● **Tugas Dikerjakan**:
**1.** Dalam teks tentang Instagram, berapa perkiraan porsi pengetahuan yang disenangi penulisnya di antara isi Instagram?
**2.** Teruskan teks tentang Instagram itu mulai dari kalimat terakhirnya.

● **Kutipan Teks**:

<<<<

Pertanyaan itu terus berulang dipikiranku. Sebab aku juga mulai mempertanyakan: apakah menggunakan instagram dapat memberikan manfaat kepada jiwaku untuk mencapai tujuannya? Orang-orang mungkin akan berkata: Bukankah di instagram itu banyak sekali video atau foto yang memaparkan pengetahuan yang engkau senangi? Seperti kajian pemikiran Islam dan filsafat?. Terhadap orang-orang ini, aku akan menjawabnya seperti ini: Baiklah dan itu benar, instagram memang memaparkan pengetahuan yang aku senangi, namun itu hanya sedikit saja, bahkan sangat-sangat sedikit, mungkin hanya 0.5% saja, dan aku tidak merasakan bahwa ilmu yang aku peroleh dari instagram itu berguna bagi kehidupanku. Itu hanya sekilas saja. Sekalipun benar pula bahwa instagram telah memperkenalkanku kepada tokoh-tokoh agama dan filsafat yang tidak aku jumpai di kehidupanku. Namun aku merasa mereka tak ada pengaruhnya bagi kehidupanku. Pengetahuan yang berguna bagi kehidupanku adalah pengetahuan yang aku peroleh adalah pengetahuan dari guru-guruku yang bertemu secara langsung, aku juga merasa memperoleh pengetahuan dari bacaanku terhadap buku-buku, dan aku juga memperoleh pengetahuan atas pengamatanku terhadap realitas. Jadi aku tidak pernah merasa bahwa aku memperoleh pengetahuan dari video atau foto yang ada di instagram, bahkan yang ada di youtube sekalipun. Aku sendiri tahu, tipikal belajarku adalah visual, dan harusnya foto serta video yang ada diinstagram menjadi pengetahuan bagiku, dan ini benar, namun pengetahuan itu tidak pernah sampai pada tindakan. Pada akhirnya tindakanku itu berasal dari setiap guruku, bahan bacaanku, dan pengamatanku terhadap realitas. Lalu untuk apa aku masih bermain instagram? Jelas ini tidak berguna bagi jiwaku untuk mencapai tujuannya.

>>>>

● **Cuplikan Data**:
<<<<

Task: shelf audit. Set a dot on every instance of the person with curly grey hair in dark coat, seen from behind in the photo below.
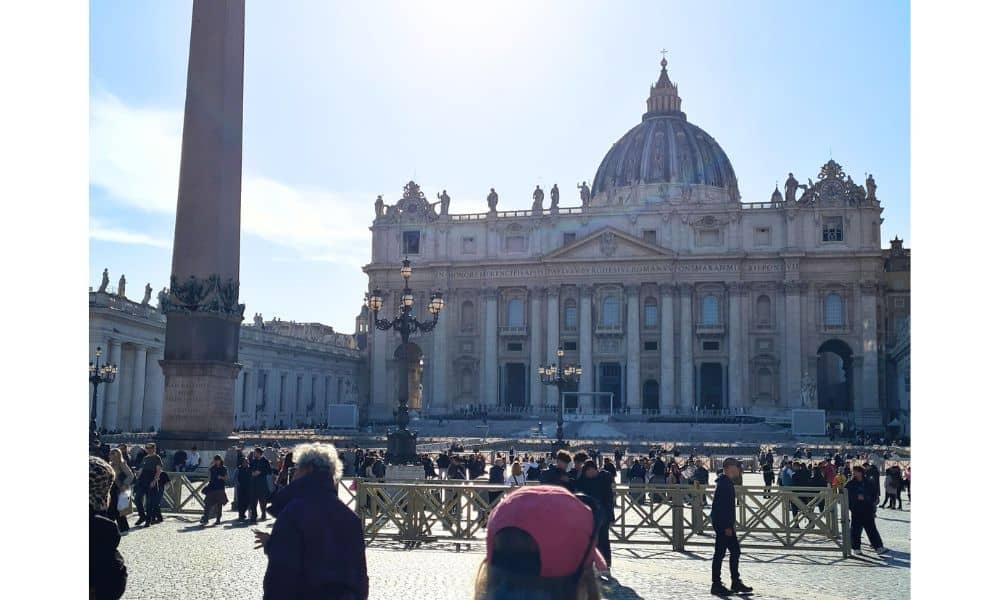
(316, 548)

>>>>

● **Soal Terjawab**:
**1.** Mungkin hanya 0.5% saja.

**2.**
Yang sangat terasa bagiku saat ini dari kedua sosial media yang aku punya itu bukannya manfaat, melainkan mudharatnya. Sederhana saja, kapasitas dalam otakku ini jadi dipenuhi oleh banyak pengetahuan yang belum pasti benar, padahal seharusnya otakku ini diisi dengan banyak pengetahuan yang meyakinkan. Umpamanya, aku rasa hidupku akan baik-baik saja sekalipun aku tidak mengenal Dedy Corbuzier, sule, fajar sadboy, kekeyi, katak bhizer dan orang-orang tolol lainnya itu, jadi kenapa malah pikiranku ini diisi oleh mereka-mereka itu? Padahal seharusnya yang ada dalam pikiranku adalah sejarah filsafat, sejarah agama, pemikiran para filosof dan pemikiran para agamawan. AHHHH aku akhirnya muak dengan instagram. Aku pikir aku harus berhenti memainkannya. Tak ingin aku mempersulit perjalanan jiwaku menuju tujuannya itu.

Abad postmodern memang sangat dekat sekali pertautannya dengan teknologi. Malahan, Matius Ali dalam bukunya filsafat barat, menjelaskan bahwa abad 20 sampai sekarang -yakni abad 21- adalah abad teknologi. Namun sebagaimana yang dijelaskan oleh Nurcholis Madjid, teknologi itu memang bermanfaat, namun ekses negatifnya juga ada, menurut Nurcholis Madjid, diperlukan kematangan iman untuk mencegah ekses negatif di dalam teknologi.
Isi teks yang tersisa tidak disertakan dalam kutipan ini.